### Task brief
All lines below containing the string "blue" are to be copied.

=== Section Start ===

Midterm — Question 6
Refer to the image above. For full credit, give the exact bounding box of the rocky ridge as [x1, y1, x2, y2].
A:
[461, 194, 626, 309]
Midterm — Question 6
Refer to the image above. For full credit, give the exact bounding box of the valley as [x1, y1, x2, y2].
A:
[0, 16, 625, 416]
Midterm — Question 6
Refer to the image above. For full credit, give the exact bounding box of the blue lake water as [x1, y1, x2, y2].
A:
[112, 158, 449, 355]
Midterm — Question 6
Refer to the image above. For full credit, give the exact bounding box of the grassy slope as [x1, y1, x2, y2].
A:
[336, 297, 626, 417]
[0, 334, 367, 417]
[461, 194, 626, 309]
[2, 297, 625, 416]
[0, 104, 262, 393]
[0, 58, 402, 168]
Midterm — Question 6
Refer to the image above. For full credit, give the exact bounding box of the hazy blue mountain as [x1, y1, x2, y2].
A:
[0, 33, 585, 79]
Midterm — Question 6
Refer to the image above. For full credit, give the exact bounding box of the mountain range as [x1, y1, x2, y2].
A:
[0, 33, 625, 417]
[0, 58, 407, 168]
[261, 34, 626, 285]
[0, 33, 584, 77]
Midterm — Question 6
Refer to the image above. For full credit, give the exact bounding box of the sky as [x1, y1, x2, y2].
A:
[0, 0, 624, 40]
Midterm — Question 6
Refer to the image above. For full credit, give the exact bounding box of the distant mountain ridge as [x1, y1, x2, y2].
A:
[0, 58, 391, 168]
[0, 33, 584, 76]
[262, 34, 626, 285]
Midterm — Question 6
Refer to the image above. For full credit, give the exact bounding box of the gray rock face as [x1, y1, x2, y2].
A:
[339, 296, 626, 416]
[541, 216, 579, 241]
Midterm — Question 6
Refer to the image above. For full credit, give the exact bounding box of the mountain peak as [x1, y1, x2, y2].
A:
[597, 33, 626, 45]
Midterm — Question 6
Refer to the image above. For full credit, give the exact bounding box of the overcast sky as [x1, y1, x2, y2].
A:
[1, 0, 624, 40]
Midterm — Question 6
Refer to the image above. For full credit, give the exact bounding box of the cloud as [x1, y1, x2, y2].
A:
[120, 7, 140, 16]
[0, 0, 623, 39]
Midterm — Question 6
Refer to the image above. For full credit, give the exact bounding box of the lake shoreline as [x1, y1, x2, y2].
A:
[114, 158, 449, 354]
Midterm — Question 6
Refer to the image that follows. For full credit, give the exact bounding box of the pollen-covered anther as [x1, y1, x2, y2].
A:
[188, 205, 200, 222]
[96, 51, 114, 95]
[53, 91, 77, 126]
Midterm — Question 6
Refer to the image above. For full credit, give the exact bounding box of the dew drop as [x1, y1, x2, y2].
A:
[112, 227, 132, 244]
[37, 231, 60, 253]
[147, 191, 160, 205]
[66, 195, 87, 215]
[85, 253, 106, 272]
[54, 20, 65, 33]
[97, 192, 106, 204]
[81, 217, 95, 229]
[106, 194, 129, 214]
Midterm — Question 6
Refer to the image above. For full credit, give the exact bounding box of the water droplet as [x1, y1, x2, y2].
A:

=== Section End ===

### Task answer
Refer to the image above. For full credit, give the exact bounding box of the blue lake water as [x1, y1, x2, y2].
Refer to the image above. For full credit, give the exact bounding box of the hazy blue mountain as [x1, y1, x2, y2].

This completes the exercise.